» **DIRECTION**
Rewrite the entries below as a two-column CSV with the headers text and answer, one row per entry. Put each entry's text and its answer in their own quoted fields, replace line breaks with spaces, and leave out the pictures.

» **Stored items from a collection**
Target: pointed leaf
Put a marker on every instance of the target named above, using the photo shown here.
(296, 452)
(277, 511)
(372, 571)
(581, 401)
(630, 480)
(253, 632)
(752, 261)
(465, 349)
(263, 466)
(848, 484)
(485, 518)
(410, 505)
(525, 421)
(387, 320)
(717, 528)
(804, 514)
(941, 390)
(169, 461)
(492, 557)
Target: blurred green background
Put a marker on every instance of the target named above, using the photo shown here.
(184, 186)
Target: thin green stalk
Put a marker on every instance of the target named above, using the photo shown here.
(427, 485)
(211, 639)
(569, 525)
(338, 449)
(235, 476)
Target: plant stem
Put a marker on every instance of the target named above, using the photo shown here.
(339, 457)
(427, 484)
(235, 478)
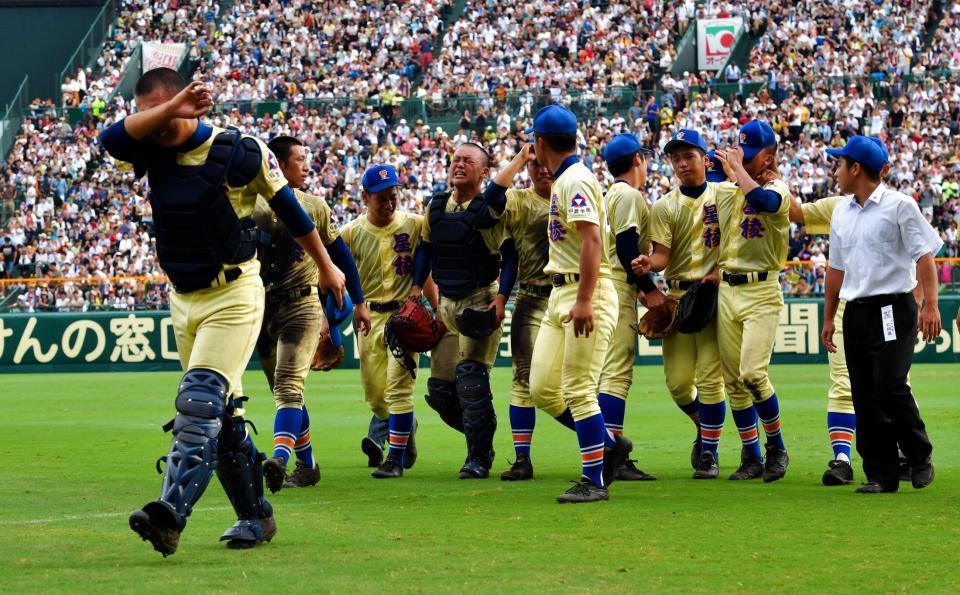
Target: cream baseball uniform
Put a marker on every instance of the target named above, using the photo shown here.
(565, 365)
(751, 243)
(626, 209)
(384, 257)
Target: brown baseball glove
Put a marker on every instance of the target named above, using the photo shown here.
(659, 322)
(326, 357)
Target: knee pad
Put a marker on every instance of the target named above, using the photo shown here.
(442, 398)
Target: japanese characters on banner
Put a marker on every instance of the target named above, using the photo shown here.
(162, 55)
(99, 341)
(715, 41)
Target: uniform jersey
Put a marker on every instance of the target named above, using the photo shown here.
(752, 241)
(575, 196)
(285, 265)
(626, 209)
(384, 255)
(817, 215)
(492, 236)
(526, 218)
(690, 228)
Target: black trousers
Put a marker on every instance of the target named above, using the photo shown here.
(887, 413)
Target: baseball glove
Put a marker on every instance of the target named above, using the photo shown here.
(697, 308)
(327, 356)
(411, 329)
(659, 322)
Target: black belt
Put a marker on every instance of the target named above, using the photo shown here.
(383, 306)
(283, 295)
(743, 278)
(559, 280)
(537, 290)
(887, 298)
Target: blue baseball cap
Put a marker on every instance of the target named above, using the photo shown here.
(622, 145)
(715, 171)
(380, 177)
(336, 316)
(756, 136)
(554, 119)
(864, 150)
(685, 136)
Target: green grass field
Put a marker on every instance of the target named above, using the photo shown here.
(79, 452)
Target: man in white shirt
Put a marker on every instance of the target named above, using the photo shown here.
(879, 245)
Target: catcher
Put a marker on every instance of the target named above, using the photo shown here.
(292, 320)
(383, 242)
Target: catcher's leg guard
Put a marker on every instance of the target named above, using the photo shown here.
(240, 471)
(479, 418)
(200, 403)
(442, 397)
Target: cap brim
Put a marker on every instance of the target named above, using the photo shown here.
(383, 186)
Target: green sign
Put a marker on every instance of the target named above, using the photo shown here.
(126, 341)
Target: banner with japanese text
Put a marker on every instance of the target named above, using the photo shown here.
(128, 341)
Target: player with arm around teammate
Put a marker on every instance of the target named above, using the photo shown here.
(292, 317)
(204, 182)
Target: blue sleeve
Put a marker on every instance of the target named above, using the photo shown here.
(421, 263)
(288, 209)
(118, 142)
(764, 200)
(509, 267)
(340, 255)
(628, 249)
(495, 196)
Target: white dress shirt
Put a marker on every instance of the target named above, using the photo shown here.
(878, 245)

» **TASK ANSWER**
text,answer
"Target: pointed leaf Put a marker on every instance of the target named above, using the photo shown here.","(296, 452) (277, 511) (372, 571) (581, 401) (630, 480) (253, 632) (752, 261) (465, 349) (263, 466) (848, 484) (485, 518) (410, 505) (525, 421) (387, 320) (717, 528) (804, 514) (941, 390) (169, 461) (492, 557)"
"Target: blurred green background Put a marker on every instance of the target named above, using the photo shown here.","(184, 186)"
"Target: thin green stalk Put a marker on every instance of the target named above, using the photo shown here.","(427, 485) (211, 639) (569, 525) (338, 449) (235, 476)"
"Target: plant stem Put a marker on every instance of the target named above, using the photo shown here.","(339, 457) (427, 484) (235, 478)"
"Target: cream baseball uniform Put a marker on every instance of the target named above, using the photo shown here.","(565, 365) (751, 243) (626, 209) (384, 257)"
"Target: brown baseball glove Put a marker on every instance of the target named above, using the photo shown here.","(659, 322) (326, 357)"
"Target: knee pad Put a marker on every instance of the target named above, using the photo shown here.","(442, 398)"
"Target: japanese characters on banner Put a marker on every instance of the target named above, using the photo shown here.","(162, 55) (99, 341) (715, 41)"
"Target: uniform jersey Put a marker on every instance of the target named above, using the photo shown here.","(752, 241) (575, 196) (285, 265) (626, 209) (384, 255) (817, 215) (492, 236) (526, 218) (690, 228)"
"Target: black trousers Put a marker on every instance of the target named above, using the photo shown here.","(887, 413)"
"Target: baseball glove Put a marker on every instance of the target named above, using the photo shown here.","(697, 308) (327, 356) (411, 329) (659, 322)"
"Target: black belt Put a marker on every instance of the target named above, using the photo shown here.","(383, 306) (283, 295) (743, 278) (559, 280) (537, 290) (887, 298)"
"Target: blue baseball cap Put a marker on every instance of the target named above, using the photo shown here.","(622, 145) (715, 171) (380, 177) (336, 316) (756, 136) (554, 119) (864, 150) (685, 136)"
"Target: green grass field Put a marker on every instance of the target named above, using the photo shown here.","(79, 452)"
"Target: man in white shirt Put a marker on every instance of the target named above, using the photo shown here.","(879, 245)"
"Target: catcher Put a marker on every instance of the target named above, using the photo shown here.","(292, 320) (383, 242)"
"Target: catcher's leg guard Put a marker on every instance of the target named above, using the photo shown here.","(240, 471) (479, 418) (200, 403) (442, 397)"
"Target: cap brim Put a marker on every instance of the target named above, using the photo shown here.","(383, 186)"
"Target: green sign Put a marker on every instance of the target named above, using the photo shown here.","(126, 341)"
"Target: banner with japanese text Put a marker on every instance of the target named above, using the photo shown here.","(128, 341)"
"Target: player with arm around teammate Put a marker on every instance of the target named above, using the photo shown here.","(292, 317) (204, 182)"
"Target: blue sleeve Put a marker on every instance of the target named above, using the photo shown here.","(421, 263) (288, 209) (118, 142) (764, 200) (509, 267) (340, 255) (628, 249) (495, 196)"
"Target: white dress shirt Put a marker on every instance of the target named above, using the photo shown here.","(878, 245)"